* INSTRUCTIONS FOR THE TASK
All of the records should be restated word for word.

■ ■ ■

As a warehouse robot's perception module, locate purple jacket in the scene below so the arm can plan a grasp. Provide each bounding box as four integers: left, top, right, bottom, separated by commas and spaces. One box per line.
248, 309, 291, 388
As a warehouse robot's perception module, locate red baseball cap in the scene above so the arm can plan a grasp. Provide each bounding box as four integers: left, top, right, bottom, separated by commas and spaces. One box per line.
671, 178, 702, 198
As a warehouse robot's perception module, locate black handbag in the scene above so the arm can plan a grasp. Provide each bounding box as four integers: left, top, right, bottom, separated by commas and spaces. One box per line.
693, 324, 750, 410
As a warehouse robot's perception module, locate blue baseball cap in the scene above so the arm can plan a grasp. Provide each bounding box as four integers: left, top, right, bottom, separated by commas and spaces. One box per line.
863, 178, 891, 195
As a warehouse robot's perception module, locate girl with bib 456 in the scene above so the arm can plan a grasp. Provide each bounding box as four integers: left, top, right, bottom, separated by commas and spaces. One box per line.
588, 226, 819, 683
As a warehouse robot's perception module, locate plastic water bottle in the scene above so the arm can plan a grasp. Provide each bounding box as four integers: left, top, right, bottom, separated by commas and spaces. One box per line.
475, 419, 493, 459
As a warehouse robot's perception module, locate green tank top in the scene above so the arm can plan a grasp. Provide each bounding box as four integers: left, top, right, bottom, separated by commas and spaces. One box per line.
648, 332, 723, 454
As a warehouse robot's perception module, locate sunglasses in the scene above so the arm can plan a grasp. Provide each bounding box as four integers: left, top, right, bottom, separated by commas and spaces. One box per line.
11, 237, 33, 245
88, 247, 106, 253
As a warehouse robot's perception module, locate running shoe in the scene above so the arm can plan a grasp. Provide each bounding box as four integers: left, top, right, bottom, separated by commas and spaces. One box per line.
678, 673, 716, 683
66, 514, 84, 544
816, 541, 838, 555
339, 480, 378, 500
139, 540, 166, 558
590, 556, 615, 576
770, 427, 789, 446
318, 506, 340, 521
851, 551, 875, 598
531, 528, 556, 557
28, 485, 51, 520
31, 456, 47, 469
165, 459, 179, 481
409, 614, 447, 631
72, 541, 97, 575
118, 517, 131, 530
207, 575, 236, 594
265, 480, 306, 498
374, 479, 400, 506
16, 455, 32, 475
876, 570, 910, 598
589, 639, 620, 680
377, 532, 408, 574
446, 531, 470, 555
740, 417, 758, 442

■ ■ ■

* REPLY
As a warehouse robot's perception module, locate purple jacket in the scene below so the arm can plan a grasp. Provide each bounding box as four integers: left, top, right, bottom, separated by commas and spaces. One box per line.
248, 309, 291, 388
As a warehouse robot's perception module, locate red baseball cap in the scene above so the arm can plan a grasp. Provide each bounding box as four integers: left, top, right, bottom, separated by commas and spaces. One box per line.
671, 178, 702, 198
As a warehouse robot's perception module, locate black handbag in the scene above so the arm can plan a grasp. Provide each bounding box as four integers: left, top, right, bottom, separated by commas and spaces. One box per line.
693, 324, 750, 410
As a warehouse robot's perception module, locate blue baseball cap in the scene above so the arm can plan a grasp. Provide each bounding box as four integers: left, top, right, bottom, separated by commas and spaces. One box per line.
863, 178, 891, 195
As a warehouse robot's perception module, locate girl with bib 456 in the scene above so the arm can plan a grasp. Provide each bounding box as four integers: left, top, right, bottom, separated by commas and spaces. One box per line.
588, 226, 819, 683
As a warehouse robot's perception module, locate plastic water bottle in the scene above so the arm can plan a grasp. Provide each bounding box as four integers: left, top, right, bottom, separated by commas and spaces. One box per line.
475, 419, 493, 459
As a warehouse robot's perception module, locate green tank top in the scene above so the arm can plan a grasp. Provide each bounding box as four integers: left, top, right, bottom, separated by commas and spaces. One box per line.
648, 332, 723, 454
As a warehouse robot's perception module, locate sunglasses in the scene above so the arm can plan a grasp. Provide each bounding box as four integers: left, top, right, bottom, separated by commas and spaces. One box per line.
11, 237, 33, 245
88, 247, 106, 253
As a warehouse robot's perception module, locate running shoe in the scene above so the arm can plan a grasp. Provide each bounding box as four integers: left, top, right, bottom, separated by commas and spaces. One box per line.
678, 673, 716, 683
66, 514, 84, 544
816, 541, 838, 555
339, 480, 378, 500
139, 540, 166, 558
590, 556, 615, 576
770, 427, 789, 446
318, 506, 340, 521
851, 551, 875, 598
531, 528, 556, 557
28, 485, 51, 520
31, 456, 47, 469
165, 459, 179, 481
409, 614, 447, 631
72, 541, 97, 575
118, 517, 131, 530
207, 575, 236, 594
265, 480, 306, 498
374, 479, 400, 506
16, 455, 32, 475
876, 570, 910, 598
589, 639, 620, 680
377, 532, 408, 574
446, 531, 470, 555
740, 417, 758, 442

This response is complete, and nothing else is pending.